**Task directions**
Update all the entries below by changing each "integer pixel values" to "whole-number pixel values", and leave everything else unchanged.
╭─ Record set
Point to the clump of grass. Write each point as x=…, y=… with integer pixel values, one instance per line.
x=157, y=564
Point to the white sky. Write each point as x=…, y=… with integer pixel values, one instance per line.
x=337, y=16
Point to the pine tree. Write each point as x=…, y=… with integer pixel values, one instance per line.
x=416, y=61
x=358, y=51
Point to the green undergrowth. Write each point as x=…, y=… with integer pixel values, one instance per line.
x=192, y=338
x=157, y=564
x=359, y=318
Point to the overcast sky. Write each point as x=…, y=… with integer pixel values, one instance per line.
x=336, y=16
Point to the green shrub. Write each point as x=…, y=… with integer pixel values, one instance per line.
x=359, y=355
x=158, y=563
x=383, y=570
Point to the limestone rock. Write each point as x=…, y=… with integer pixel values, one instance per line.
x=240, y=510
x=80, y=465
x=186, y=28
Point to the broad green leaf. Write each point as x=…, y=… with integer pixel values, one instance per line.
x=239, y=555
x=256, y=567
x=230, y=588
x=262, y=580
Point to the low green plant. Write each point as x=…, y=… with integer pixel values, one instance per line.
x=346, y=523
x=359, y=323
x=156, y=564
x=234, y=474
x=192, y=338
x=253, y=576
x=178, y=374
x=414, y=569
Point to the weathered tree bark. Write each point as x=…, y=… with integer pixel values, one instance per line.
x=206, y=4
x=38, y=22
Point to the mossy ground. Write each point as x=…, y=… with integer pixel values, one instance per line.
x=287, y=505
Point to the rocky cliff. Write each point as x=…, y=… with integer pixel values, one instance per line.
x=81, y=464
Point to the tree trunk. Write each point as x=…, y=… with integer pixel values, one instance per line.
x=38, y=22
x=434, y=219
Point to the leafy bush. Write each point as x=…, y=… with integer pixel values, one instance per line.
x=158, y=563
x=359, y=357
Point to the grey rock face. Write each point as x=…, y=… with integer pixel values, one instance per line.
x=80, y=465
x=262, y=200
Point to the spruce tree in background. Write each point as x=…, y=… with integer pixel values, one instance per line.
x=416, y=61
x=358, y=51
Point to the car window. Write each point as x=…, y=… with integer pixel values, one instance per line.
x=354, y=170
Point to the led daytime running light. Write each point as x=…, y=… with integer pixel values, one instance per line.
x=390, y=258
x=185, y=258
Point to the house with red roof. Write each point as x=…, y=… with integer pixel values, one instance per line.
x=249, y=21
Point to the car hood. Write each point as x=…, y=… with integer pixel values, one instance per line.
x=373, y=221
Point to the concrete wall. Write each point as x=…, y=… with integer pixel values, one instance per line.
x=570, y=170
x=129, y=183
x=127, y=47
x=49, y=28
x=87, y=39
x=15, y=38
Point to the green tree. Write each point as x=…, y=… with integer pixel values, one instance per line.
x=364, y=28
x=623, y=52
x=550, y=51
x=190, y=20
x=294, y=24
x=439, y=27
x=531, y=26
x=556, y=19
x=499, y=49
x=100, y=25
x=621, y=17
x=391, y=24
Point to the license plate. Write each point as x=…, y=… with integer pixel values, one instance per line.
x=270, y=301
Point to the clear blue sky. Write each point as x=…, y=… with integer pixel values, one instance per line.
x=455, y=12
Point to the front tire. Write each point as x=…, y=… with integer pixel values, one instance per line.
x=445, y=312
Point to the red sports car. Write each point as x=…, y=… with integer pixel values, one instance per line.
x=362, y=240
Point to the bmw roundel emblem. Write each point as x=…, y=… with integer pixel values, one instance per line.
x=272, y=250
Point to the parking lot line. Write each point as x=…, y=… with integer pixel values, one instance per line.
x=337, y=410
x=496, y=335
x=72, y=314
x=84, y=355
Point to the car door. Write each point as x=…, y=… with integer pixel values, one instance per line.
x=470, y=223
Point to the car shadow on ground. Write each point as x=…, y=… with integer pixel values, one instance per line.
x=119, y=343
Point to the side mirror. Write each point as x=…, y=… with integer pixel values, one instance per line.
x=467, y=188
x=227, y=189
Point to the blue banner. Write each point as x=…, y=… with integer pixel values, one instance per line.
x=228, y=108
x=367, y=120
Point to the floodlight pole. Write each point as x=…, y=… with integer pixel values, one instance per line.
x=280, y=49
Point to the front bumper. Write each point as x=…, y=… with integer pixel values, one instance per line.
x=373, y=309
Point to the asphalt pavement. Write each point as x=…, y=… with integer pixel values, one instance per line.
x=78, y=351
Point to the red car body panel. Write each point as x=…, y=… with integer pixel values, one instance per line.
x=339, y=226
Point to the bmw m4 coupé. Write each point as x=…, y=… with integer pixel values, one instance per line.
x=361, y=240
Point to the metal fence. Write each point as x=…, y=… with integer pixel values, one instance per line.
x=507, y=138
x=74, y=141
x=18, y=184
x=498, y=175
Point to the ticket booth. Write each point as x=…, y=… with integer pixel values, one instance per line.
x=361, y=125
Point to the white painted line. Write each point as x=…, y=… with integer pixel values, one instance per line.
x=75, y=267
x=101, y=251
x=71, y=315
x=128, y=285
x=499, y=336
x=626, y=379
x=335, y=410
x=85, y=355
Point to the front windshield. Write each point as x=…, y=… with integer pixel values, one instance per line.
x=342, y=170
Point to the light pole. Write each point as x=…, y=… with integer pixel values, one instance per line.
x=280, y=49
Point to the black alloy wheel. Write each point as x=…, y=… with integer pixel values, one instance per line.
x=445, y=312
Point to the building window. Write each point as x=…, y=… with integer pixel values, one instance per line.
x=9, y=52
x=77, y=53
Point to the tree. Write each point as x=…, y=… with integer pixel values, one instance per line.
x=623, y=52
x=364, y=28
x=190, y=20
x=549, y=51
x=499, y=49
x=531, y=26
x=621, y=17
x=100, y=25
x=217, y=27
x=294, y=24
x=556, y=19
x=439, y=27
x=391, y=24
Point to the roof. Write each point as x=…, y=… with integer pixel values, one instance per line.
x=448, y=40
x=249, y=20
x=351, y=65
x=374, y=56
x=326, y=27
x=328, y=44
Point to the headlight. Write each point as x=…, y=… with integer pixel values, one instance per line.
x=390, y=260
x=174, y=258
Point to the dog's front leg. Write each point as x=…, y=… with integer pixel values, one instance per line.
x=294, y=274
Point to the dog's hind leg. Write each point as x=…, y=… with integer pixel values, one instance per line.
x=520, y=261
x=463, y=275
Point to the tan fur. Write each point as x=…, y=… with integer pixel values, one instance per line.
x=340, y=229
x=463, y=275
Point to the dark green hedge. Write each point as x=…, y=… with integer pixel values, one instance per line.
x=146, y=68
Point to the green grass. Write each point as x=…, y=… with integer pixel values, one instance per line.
╰─
**Written answer**
Point to the clump of grass. Write each point as x=…, y=… with whole-number pixel values, one instance per line.
x=157, y=564
Point to the white sky. Write each point as x=…, y=… with whole-number pixel values, one instance per line.
x=337, y=16
Point to the pine tree. Write each point as x=…, y=… with whole-number pixel values, one instance per line.
x=416, y=61
x=358, y=51
Point to the green undergrowth. Write each point as x=…, y=… with whole-number pixel values, one instance per line.
x=192, y=338
x=157, y=564
x=359, y=318
Point to the overcast sky. Write each point as x=…, y=… with whole-number pixel values, one instance per line.
x=336, y=16
Point to the green shrub. Write each point as x=…, y=… with whole-number pixel values, one instance per line.
x=359, y=355
x=158, y=563
x=383, y=570
Point to the limestone rock. Write each point as x=…, y=… with whole-number pixel values, one instance per line.
x=240, y=510
x=80, y=465
x=186, y=28
Point to the broad green leaf. Write each point as x=…, y=… with whole-number pixel values, one instance per line.
x=239, y=555
x=256, y=567
x=230, y=588
x=262, y=580
Point to the low green plant. Write each point as x=…, y=… with whole-number pixel values, one instance per line.
x=346, y=523
x=359, y=323
x=156, y=564
x=234, y=474
x=192, y=338
x=253, y=576
x=178, y=374
x=414, y=569
Point to the weathered tree bark. Write each point as x=…, y=… with whole-number pixel values, one instance per line.
x=206, y=4
x=38, y=22
Point to the mossy ground. Write each point as x=…, y=… with whole-number pixel values, one instance per line.
x=287, y=505
Point to the rocky cliff. Write each point as x=…, y=… with whole-number pixel values, one instance per line.
x=81, y=464
Point to the tree trunk. Write each point as x=…, y=… with whole-number pixel values, one instance per line.
x=38, y=22
x=434, y=219
Point to the leafy bush. Write each point as x=…, y=… with whole-number pixel values, one instance per line.
x=158, y=563
x=359, y=357
Point to the grey rock face. Write each point as x=…, y=… with whole-number pixel values, one instance per line.
x=80, y=465
x=262, y=200
Point to the spruce tree in background. Write each point as x=…, y=… with whole-number pixel values, one instance per line.
x=416, y=61
x=358, y=51
Point to the car window. Write each point as x=…, y=… with whole-number pixel values, one instance per line.
x=354, y=170
Point to the led daytime running light. Write each point as x=…, y=… with whole-number pixel values, one instance per line.
x=390, y=258
x=185, y=258
Point to the house with red roof. Write each point as x=…, y=… with whole-number pixel values, one instance per line.
x=249, y=21
Point to the car hood. Write each point as x=…, y=… with whole-number pixel values, one instance per line.
x=373, y=221
Point to the concrete wall. Write each point as x=…, y=… with whole-number pixel values, one instance per line.
x=570, y=170
x=129, y=183
x=127, y=47
x=49, y=28
x=87, y=39
x=15, y=38
Point to the green tree. Write each point as x=…, y=… with whole-number pixel values, one instance per line.
x=364, y=28
x=623, y=52
x=550, y=51
x=190, y=20
x=294, y=24
x=439, y=27
x=531, y=26
x=556, y=19
x=499, y=49
x=100, y=25
x=621, y=17
x=391, y=24
Point to the license plate. Write each point as x=…, y=… with whole-number pixel values, one instance per line.
x=270, y=301
Point to the clear blue sky. Write each point as x=…, y=… with whole-number pixel values, one instance per line.
x=455, y=12
Point to the front tire. Write each point as x=…, y=… with whole-number pixel values, one instance per line.
x=445, y=312
Point to the red sports car. Write each point as x=…, y=… with whole-number pixel values, one instance per line.
x=362, y=240
Point to the bmw roundel emblem. Write each point as x=…, y=… with whole-number pixel values, one instance per line.
x=272, y=250
Point to the parking lot line. Write each point as x=…, y=… with whole-number pixel values, one instance per line.
x=337, y=410
x=496, y=335
x=72, y=314
x=84, y=355
Point to the car door. Write each point as x=…, y=… with whole-number pixel values, one instance per line.
x=470, y=223
Point to the car shadow on ground. Write each point as x=…, y=… with whole-number pixel values, one instance per line.
x=119, y=343
Point to the side mirror. Write each point as x=…, y=… with whole-number pixel values, one instance per line.
x=467, y=188
x=227, y=189
Point to the blue banner. Write each point as x=…, y=… with whole-number pixel values, one instance per line.
x=228, y=108
x=367, y=120
Point to the floodlight pole. Write each point as x=…, y=… with whole-number pixel values, one instance per line.
x=280, y=49
Point to the front bumper. Write each point as x=…, y=… with whole-number pixel values, one instance per line.
x=373, y=309
Point to the asphalt pavement. Write each point as x=…, y=… with whole-number pixel values, one instance per line.
x=78, y=351
Point to the red car body panel. Write each point as x=…, y=… with whole-number pixel values, one instance per line.
x=339, y=226
Point to the bmw m4 coupé. Write each point as x=…, y=… with whole-number pixel values, one instance per line.
x=361, y=240
Point to the metal fence. Write each point as x=…, y=… with whole-number pixel values, one instance per line.
x=507, y=138
x=74, y=141
x=18, y=184
x=498, y=175
Point to the ticket booth. Write each point as x=…, y=… with whole-number pixel values, one instance per line.
x=361, y=125
Point to the white painted line. Write each point as x=…, y=… with whole-number pixel values, one instance per line.
x=75, y=267
x=101, y=251
x=71, y=315
x=128, y=285
x=499, y=336
x=626, y=379
x=335, y=410
x=85, y=355
Point to the front windshield. Write each point as x=…, y=… with whole-number pixel values, one instance per line.
x=342, y=170
Point to the light pole. Write each point as x=…, y=… with whole-number pixel values, one instance per line.
x=280, y=49
Point to the black alloy wheel. Write each point as x=…, y=… with whole-number pixel values, one instance per line.
x=445, y=312
Point to the building window. Write each point as x=…, y=… with whole-number pixel values, one instance per line.
x=9, y=52
x=77, y=53
Point to the tree. Write each point as x=…, y=… with whole-number pixel values, one instance per line.
x=623, y=52
x=364, y=28
x=190, y=20
x=549, y=51
x=499, y=49
x=531, y=26
x=621, y=17
x=100, y=25
x=217, y=27
x=294, y=24
x=556, y=19
x=439, y=27
x=391, y=24
Point to the roof. Write each point as x=…, y=… with whole-number pixel values, one instance per line.
x=448, y=40
x=249, y=20
x=351, y=65
x=374, y=56
x=326, y=27
x=328, y=44
Point to the headlight. Write each point as x=…, y=… with whole-number pixel values, one instance per line.
x=390, y=260
x=174, y=258
Point to the dog's front leg. Write each point as x=…, y=… with whole-number pixel values, one instance per line.
x=294, y=274
Point to the dog's hind leg. Write each point as x=…, y=… with whole-number pixel values, one instance per line.
x=520, y=261
x=463, y=275
Point to the tan fur. Write each point as x=…, y=… with whole-number pixel values, one instance per line.
x=340, y=229
x=463, y=275
Point to the dark green hedge. Write each point as x=…, y=… with whole-number pixel values, one instance per line.
x=146, y=68
Point to the green grass. Write each point as x=…, y=… with whole-number pixel values, one instance per line.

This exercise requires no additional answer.